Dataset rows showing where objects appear
:::

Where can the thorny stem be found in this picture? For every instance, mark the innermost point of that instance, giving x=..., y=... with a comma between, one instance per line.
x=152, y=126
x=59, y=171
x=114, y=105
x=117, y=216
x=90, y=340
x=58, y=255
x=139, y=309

:::

What the exercise asks >> Rewrite the lines in the items above as a numbered list, dropping any blank lines.

The solution >>
1. Where can the thorny stem be found in this picture? For every instance, mark the innermost point of that instance, giving x=..., y=... with a comma between, one instance per line.
2. x=152, y=126
3. x=59, y=171
4. x=114, y=105
5. x=117, y=216
6. x=90, y=340
7. x=58, y=255
8. x=139, y=309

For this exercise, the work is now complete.